**EXERCISE:**
Reproduce all entries verbatim, with nothing added or dropped.

**Point placement records:**
(begin)

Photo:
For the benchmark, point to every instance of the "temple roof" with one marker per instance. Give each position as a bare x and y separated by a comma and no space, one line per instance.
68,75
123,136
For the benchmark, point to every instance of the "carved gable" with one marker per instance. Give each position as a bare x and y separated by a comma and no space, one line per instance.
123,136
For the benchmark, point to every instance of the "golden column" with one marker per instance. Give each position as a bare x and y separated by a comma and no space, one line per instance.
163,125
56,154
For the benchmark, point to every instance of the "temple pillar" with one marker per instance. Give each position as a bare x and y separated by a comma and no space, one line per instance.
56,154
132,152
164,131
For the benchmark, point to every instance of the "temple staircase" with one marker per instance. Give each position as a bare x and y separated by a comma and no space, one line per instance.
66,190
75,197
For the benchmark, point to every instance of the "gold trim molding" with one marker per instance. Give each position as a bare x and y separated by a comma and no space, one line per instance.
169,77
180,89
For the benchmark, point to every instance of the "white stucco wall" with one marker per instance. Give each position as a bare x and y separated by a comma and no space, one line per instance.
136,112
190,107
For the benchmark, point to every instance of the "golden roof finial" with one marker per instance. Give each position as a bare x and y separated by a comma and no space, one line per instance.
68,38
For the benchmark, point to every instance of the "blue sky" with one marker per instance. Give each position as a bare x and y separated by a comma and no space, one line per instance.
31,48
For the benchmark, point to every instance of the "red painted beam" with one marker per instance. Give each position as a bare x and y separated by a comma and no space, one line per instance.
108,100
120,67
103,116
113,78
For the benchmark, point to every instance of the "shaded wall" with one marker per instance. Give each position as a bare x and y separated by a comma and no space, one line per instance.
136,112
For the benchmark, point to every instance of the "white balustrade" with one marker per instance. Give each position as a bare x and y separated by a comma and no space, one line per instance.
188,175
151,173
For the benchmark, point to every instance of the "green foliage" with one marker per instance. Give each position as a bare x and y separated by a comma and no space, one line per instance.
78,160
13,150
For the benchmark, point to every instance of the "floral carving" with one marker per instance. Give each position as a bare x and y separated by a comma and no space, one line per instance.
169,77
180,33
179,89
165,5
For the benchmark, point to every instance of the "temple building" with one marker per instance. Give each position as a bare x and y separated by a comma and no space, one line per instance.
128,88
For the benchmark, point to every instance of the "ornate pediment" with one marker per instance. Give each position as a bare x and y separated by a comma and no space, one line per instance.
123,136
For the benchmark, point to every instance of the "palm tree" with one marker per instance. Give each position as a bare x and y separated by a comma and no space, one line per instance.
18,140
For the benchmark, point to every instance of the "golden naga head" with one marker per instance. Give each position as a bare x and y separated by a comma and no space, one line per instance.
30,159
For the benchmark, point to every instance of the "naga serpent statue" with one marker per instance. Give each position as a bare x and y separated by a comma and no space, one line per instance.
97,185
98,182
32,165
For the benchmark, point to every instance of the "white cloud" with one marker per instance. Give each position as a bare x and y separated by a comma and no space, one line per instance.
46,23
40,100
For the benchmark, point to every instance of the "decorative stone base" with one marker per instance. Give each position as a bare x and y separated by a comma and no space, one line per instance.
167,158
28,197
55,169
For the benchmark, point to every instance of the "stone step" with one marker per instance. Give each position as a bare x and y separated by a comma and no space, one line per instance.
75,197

(end)

**WORKED ANSWER:**
Photo:
For the benchmark, point to every instance of the "temple roof" with one marker per instance. Give each position as a bare x and y separated by a comma and no space, one line per instance.
68,75
123,136
For the benchmark, point to every instance of the "carved gable" with one marker per instance. Give each position as a bare x and y separated by a comma and no space, one line per instance.
123,136
For the benchmark, point to every instance of the "golden column" with one marker per instance. Give each position as a bare x and y separated by a comma and no space, one line per instance.
163,125
56,154
For the benchmark, point to every instance of the "temple pillar" with one marker per instance. Give each position as a bare x and y separated by a comma and no space, one line per instance.
56,154
132,152
164,131
For the benchmark, point to every instance of the "temple staircase" with one marker per instance. Give each position as a bare x and y separated by a comma and no space, one line per instance.
66,190
75,197
For the benchmark, point to every instance of the "gold trim molding" with one marker per instance. Give each position as a bare x and y separated by a comma and no space, one line per instance.
169,77
180,89
For the benchmark, point to every instance of the "white stucco wall" with one marker per instance. Give each position as a bare x and y separated by a comma and no space, one line per instance.
136,112
190,107
For the benchmark, point to every instance of the "golden roof finial" with one marker per instance. Give each position as a bare x and y separated by a comma and no space, one line per instance.
68,38
For the benchmark, point to every instance of the "blue sky" with one marker per instance. Give each position as a bare x and y separated by a comma and no space, one line per instance.
31,48
For the benchmark, point to every instance of the "red painted beam" with one marker per instance. Give each position as a bare x and y separated by a comma and no space, one line per instance.
108,100
120,67
103,116
113,78
For the benchmark, point to every instance of the "shaded wall" with one marker per instance. Give each position as a bare x and y separated by a comma and no space, one line per instance.
136,112
For the benchmark, point to every instance of the "white balustrade" with one marker per instance. Give each position as a bare x and y separated by a comma and no space, one line per instance.
188,175
151,173
For the benchmark, point to every instance of the "green foliage" with one marker per instance. Give each position as a bare x and y separated by a comma and no space, one line per instance.
78,160
13,150
For the benchmark, point to every instance of the "floral carving" with one marker per instance. Give each position as a bare x and y separated by a comma and no space, one line per instance.
169,77
180,33
179,89
165,5
For the benchmark, point to every instance of the "temple building" with one marker per instance. Give each position as a bare x and y separated by a comma and no space, one line per instance.
128,88
For the benchmark, point to every instance of the "ornate pediment" with one marker per instance. Give each position as a bare x and y separated by a comma and no space, one line per instance.
123,136
For the benchmark, point to every instance of the "palm tree" with one marker per instance. Give each position as a bare x and y separated by a comma and no space, one line per instance.
18,140
For the benchmark, point to every instance of the "golden naga head" with one marker per instance. Give each position as a bare x and y separated by a comma and no space, one line per instance.
30,159
For the benchmark, point to every instance of the "naga serpent statue" with one marker per instance. Give each position as a bare x and y separated by a comma and no space, one line per instance.
97,185
98,182
32,165
For the benchmark, point to every instance of the "white cloud" with one marker per instance. Give each position as a bare x and y separated by a comma and no space, one line per instance.
46,23
40,100
For the benchmark, point to every instance of the "decorative stone base" with one marker per instance. Give each position as a bare x and y separated by a comma and no space, one line per instance.
167,158
28,197
55,169
For the benchmark, point to every instance of the "stone step" with one marker per instance. Give each position as a bare x and y separated by a comma and no space, one line per instance.
75,197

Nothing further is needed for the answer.